### [PROVIDED RECORDS]
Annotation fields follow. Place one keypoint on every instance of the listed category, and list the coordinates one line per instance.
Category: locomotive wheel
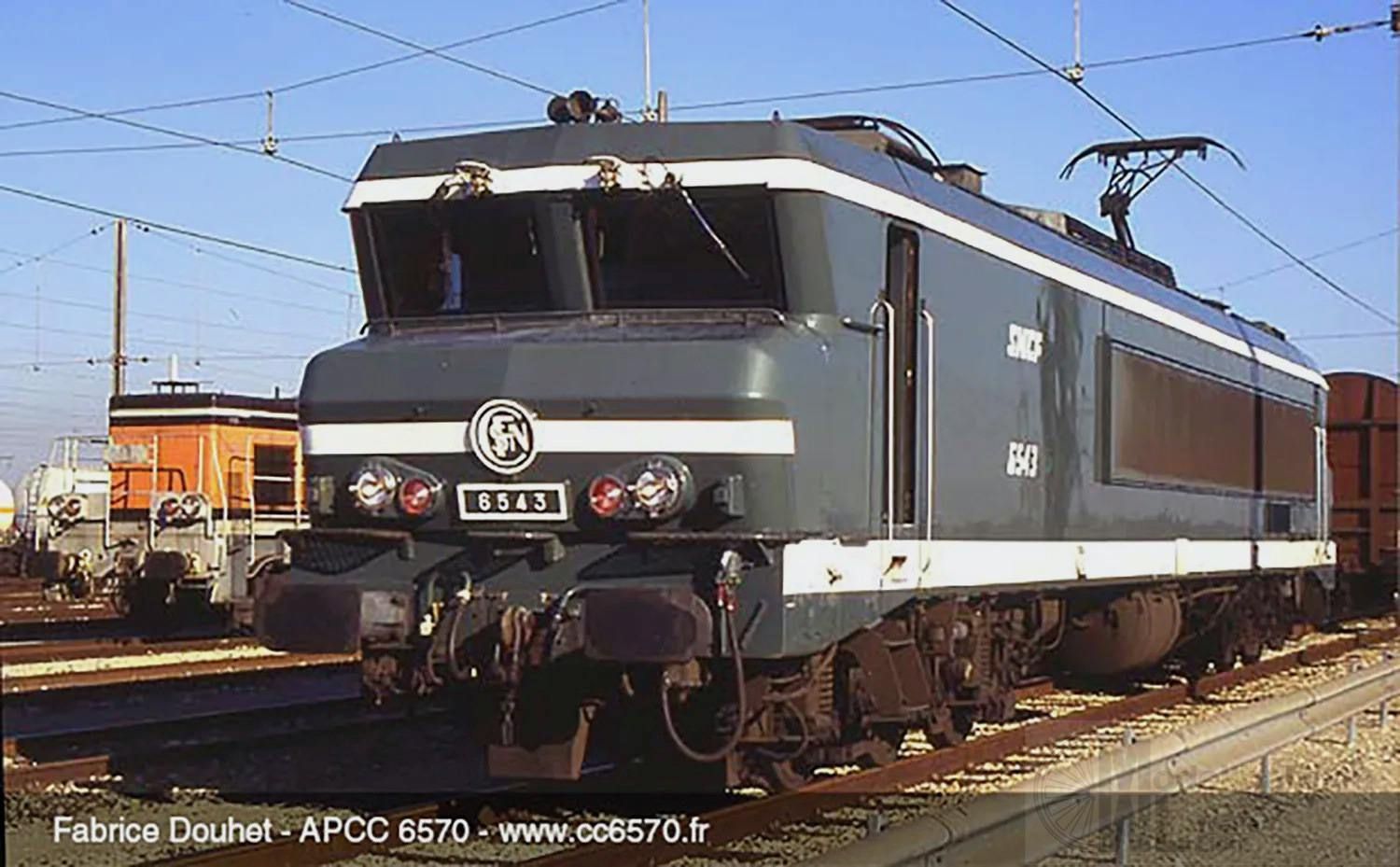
(778, 775)
(882, 747)
(951, 727)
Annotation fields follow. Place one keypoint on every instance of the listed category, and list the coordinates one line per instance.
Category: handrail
(930, 439)
(881, 304)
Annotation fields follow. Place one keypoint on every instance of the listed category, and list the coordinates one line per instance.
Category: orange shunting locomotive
(184, 503)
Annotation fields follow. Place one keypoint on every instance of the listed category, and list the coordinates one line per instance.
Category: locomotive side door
(902, 406)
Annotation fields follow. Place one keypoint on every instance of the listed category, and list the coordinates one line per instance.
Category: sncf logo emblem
(501, 436)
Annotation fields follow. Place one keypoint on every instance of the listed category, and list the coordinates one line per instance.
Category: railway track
(81, 682)
(27, 607)
(73, 674)
(878, 796)
(58, 651)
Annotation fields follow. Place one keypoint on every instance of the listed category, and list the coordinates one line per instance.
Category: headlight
(417, 497)
(657, 489)
(372, 488)
(607, 496)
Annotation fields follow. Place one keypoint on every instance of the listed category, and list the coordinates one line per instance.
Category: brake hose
(738, 729)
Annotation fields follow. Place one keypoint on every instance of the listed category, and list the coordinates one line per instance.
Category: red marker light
(607, 496)
(416, 497)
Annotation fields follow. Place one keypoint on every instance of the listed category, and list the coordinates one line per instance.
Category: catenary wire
(199, 287)
(202, 251)
(175, 133)
(1319, 255)
(691, 106)
(1184, 173)
(1029, 73)
(322, 78)
(47, 254)
(366, 28)
(332, 136)
(189, 232)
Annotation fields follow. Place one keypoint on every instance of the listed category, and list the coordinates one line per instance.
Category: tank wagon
(756, 444)
(1361, 452)
(181, 502)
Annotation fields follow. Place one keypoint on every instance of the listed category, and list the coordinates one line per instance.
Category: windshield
(666, 248)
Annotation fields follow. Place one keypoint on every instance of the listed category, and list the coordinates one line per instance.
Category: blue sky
(1316, 125)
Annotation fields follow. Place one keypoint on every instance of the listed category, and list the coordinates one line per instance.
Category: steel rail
(759, 816)
(171, 671)
(755, 817)
(1021, 827)
(35, 611)
(103, 649)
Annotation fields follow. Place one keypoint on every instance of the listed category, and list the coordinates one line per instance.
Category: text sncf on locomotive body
(759, 443)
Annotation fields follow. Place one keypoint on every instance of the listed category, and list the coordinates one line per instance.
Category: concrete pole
(119, 313)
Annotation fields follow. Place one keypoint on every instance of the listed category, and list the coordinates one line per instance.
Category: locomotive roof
(744, 140)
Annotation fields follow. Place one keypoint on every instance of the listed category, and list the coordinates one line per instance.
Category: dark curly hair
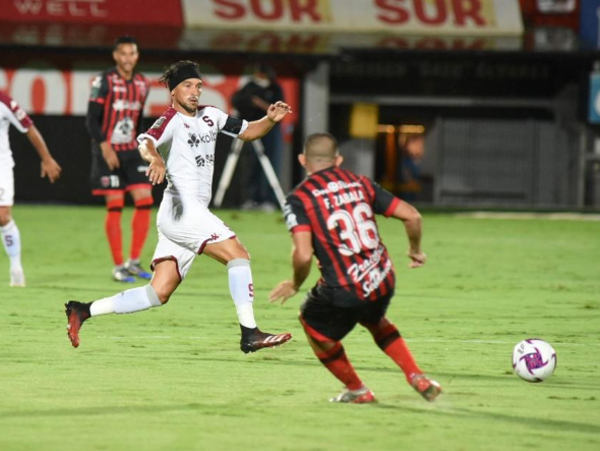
(175, 68)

### [SHORT PROBLEM]
The records above need to be given again exactly. Omit the pictures.

### [RESULT OF THE EXERCISE]
Annotation fields follow. Place one keypoint on every instance of the listed category, and list the coordinates one line per instance.
Category: locomotive wheel
(778, 775)
(882, 747)
(951, 727)
Annotation fields follow. Place one keypoint on every instance of the listed category, and list the coordinates one line per instance.
Category: handrail
(930, 439)
(881, 304)
Annotation fields follow. Place one keypoint on every instance of the listed category, and list the coordinates one line per instance.
Category: orange shunting locomotive
(184, 503)
Annotation fields follow. Place one keypoint on every instance of the listed category, and list the coordinates one line per instance.
Category: locomotive side door
(902, 406)
Annotation fields follow. Place one keypoint on every instance of the listed category, and list the coordinates one line per instance.
Category: sncf logo emblem
(501, 436)
Annotation fields follow. Place one keypoint on every instance of the listed category, and list the coordinates one line per instance.
Category: railway track
(81, 682)
(27, 607)
(73, 674)
(878, 796)
(58, 651)
Annotation fields follow. Place one keypoint on every instance of the listed category, and list the coordinates one line per instance.
Category: headlight
(417, 497)
(657, 489)
(372, 488)
(607, 496)
Annotation fields follow. Place one keypoint on every instance of the listed category, and list the coordinates one line per instance.
Category: brake hose
(738, 729)
Annotation fields follow. Place one keypoint on every instance of the listed category, and list the coordinates one line per instance.
Category: red marker light
(607, 496)
(416, 497)
Annotation fields follow. Place one keypoint on every instance of the listed category, and list the coordinates one line per instance.
Category: catenary wire
(199, 287)
(202, 251)
(175, 133)
(1319, 255)
(691, 106)
(1184, 173)
(1029, 73)
(322, 78)
(47, 254)
(366, 28)
(332, 136)
(189, 232)
Annotation fields follow. Place one keypoint on every instance of the listed category, and list the coordinates one line per instance.
Category: tank wagon
(756, 444)
(1361, 452)
(181, 502)
Annotation fields follow. Place one keypoint on every instance of the listed category, and list the coordinates one line per instance.
Category: windshield
(666, 248)
Annotation fields follow. Place one keypoint on every instance of the listed category, and list the coordinates one line per instance.
Category: blue sky
(1316, 125)
Annotation fields follow. Place one keypoint on every instance of the listed category, and list the coordinates one line per instance.
Category: steel rail
(759, 816)
(171, 671)
(755, 817)
(1021, 827)
(35, 611)
(103, 649)
Annotation fields follow. Place one keypoint on every instance of the listed category, and list the coordinates one line per instance.
Category: text sncf on locomotive body
(759, 443)
Annotation fields follow. Place one keypoint on every instance of the listed category, and list the coordinates one line per instance.
Category: concrete pole
(119, 313)
Annotation fields follow. Place one keypoint on every instance of the listed category, and list the coordinates one line per instance.
Category: locomotive roof
(744, 140)
Annotation fields follow. Place one keypoint on every instance of the listed category, and list the coordinates one line per instance.
Category: dark curly hair
(175, 68)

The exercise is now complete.